▸ WORK INSTRUCTION: Every line of the material is to be quoted verbatim, minus the pictures.

▸ RECORDS TO PROCESS:
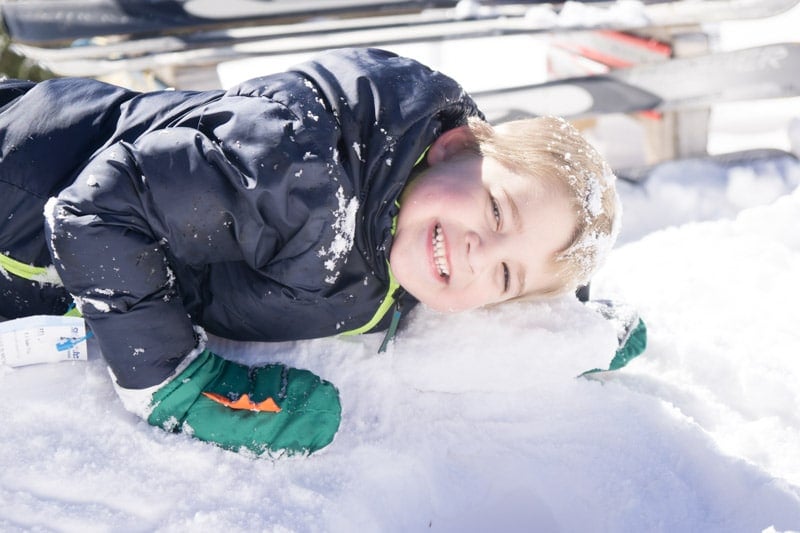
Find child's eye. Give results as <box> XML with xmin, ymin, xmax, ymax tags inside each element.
<box><xmin>491</xmin><ymin>196</ymin><xmax>502</xmax><ymax>230</ymax></box>
<box><xmin>502</xmin><ymin>262</ymin><xmax>510</xmax><ymax>292</ymax></box>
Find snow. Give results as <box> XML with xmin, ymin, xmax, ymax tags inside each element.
<box><xmin>317</xmin><ymin>185</ymin><xmax>359</xmax><ymax>284</ymax></box>
<box><xmin>4</xmin><ymin>6</ymin><xmax>800</xmax><ymax>533</ymax></box>
<box><xmin>5</xmin><ymin>172</ymin><xmax>800</xmax><ymax>530</ymax></box>
<box><xmin>548</xmin><ymin>0</ymin><xmax>650</xmax><ymax>29</ymax></box>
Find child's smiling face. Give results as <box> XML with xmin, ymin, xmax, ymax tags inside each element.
<box><xmin>389</xmin><ymin>135</ymin><xmax>577</xmax><ymax>313</ymax></box>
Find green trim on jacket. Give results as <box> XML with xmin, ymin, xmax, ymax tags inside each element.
<box><xmin>0</xmin><ymin>253</ymin><xmax>62</xmax><ymax>285</ymax></box>
<box><xmin>340</xmin><ymin>145</ymin><xmax>429</xmax><ymax>337</ymax></box>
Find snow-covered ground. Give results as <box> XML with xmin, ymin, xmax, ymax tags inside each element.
<box><xmin>3</xmin><ymin>4</ymin><xmax>800</xmax><ymax>533</ymax></box>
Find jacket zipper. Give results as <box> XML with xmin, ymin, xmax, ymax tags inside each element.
<box><xmin>378</xmin><ymin>288</ymin><xmax>405</xmax><ymax>353</ymax></box>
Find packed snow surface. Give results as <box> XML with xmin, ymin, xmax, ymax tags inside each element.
<box><xmin>3</xmin><ymin>148</ymin><xmax>800</xmax><ymax>533</ymax></box>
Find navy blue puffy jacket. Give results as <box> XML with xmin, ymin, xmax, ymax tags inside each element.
<box><xmin>0</xmin><ymin>48</ymin><xmax>482</xmax><ymax>388</ymax></box>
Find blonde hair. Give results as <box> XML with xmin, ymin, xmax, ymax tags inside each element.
<box><xmin>464</xmin><ymin>115</ymin><xmax>621</xmax><ymax>295</ymax></box>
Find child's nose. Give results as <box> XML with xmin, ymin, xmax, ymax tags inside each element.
<box><xmin>465</xmin><ymin>230</ymin><xmax>494</xmax><ymax>275</ymax></box>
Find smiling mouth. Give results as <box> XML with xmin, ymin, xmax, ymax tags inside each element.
<box><xmin>432</xmin><ymin>223</ymin><xmax>450</xmax><ymax>279</ymax></box>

▸ SOLUTION:
Find child's eye. Give results as <box> XML with xmin, ymin, xmax, ymax tags inside each element.
<box><xmin>491</xmin><ymin>196</ymin><xmax>502</xmax><ymax>230</ymax></box>
<box><xmin>502</xmin><ymin>262</ymin><xmax>510</xmax><ymax>292</ymax></box>
Find snow. Give results as <box> XML with xmin, ymin, xmax, ymax tags inside each element.
<box><xmin>317</xmin><ymin>185</ymin><xmax>359</xmax><ymax>284</ymax></box>
<box><xmin>4</xmin><ymin>6</ymin><xmax>800</xmax><ymax>533</ymax></box>
<box><xmin>5</xmin><ymin>172</ymin><xmax>800</xmax><ymax>530</ymax></box>
<box><xmin>548</xmin><ymin>0</ymin><xmax>650</xmax><ymax>29</ymax></box>
Find child's smiling face. Give results as <box> XML with xmin, ymin, xmax, ymax tags inside each element.
<box><xmin>389</xmin><ymin>135</ymin><xmax>577</xmax><ymax>313</ymax></box>
Find green trim on jacket. Give results as <box> XML with xmin, ymin, xmax, ymax tags inside each element.
<box><xmin>0</xmin><ymin>253</ymin><xmax>62</xmax><ymax>285</ymax></box>
<box><xmin>340</xmin><ymin>145</ymin><xmax>429</xmax><ymax>337</ymax></box>
Find snow-covered ground. Give results as <box> XML with xmin, ymin, xmax, ymax tags inside each element.
<box><xmin>3</xmin><ymin>4</ymin><xmax>800</xmax><ymax>533</ymax></box>
Find jacket zipper. Give results as <box> XML with xmin, ymin, xmax, ymax tags inside each element.
<box><xmin>378</xmin><ymin>288</ymin><xmax>405</xmax><ymax>353</ymax></box>
Find packed snow surface. Give results as <box> XML with xmin, ymin, xmax, ymax tags inside each element.
<box><xmin>3</xmin><ymin>148</ymin><xmax>800</xmax><ymax>533</ymax></box>
Find navy blue puffy jacket. Give results as <box> XML with xmin, ymin, xmax, ymax tags inside each element.
<box><xmin>0</xmin><ymin>48</ymin><xmax>482</xmax><ymax>388</ymax></box>
Find blonde hair. Give results as <box> XML with xmin, ymin, xmax, ymax tags inside each element.
<box><xmin>464</xmin><ymin>115</ymin><xmax>621</xmax><ymax>295</ymax></box>
Find child's nose. Give results as <box> XML with xmin, ymin, xmax, ymax tags inside each element.
<box><xmin>465</xmin><ymin>230</ymin><xmax>494</xmax><ymax>275</ymax></box>
Find smiling mouth. Give results as <box> XML with xmin, ymin, xmax, ymax tags inside each element.
<box><xmin>432</xmin><ymin>223</ymin><xmax>450</xmax><ymax>279</ymax></box>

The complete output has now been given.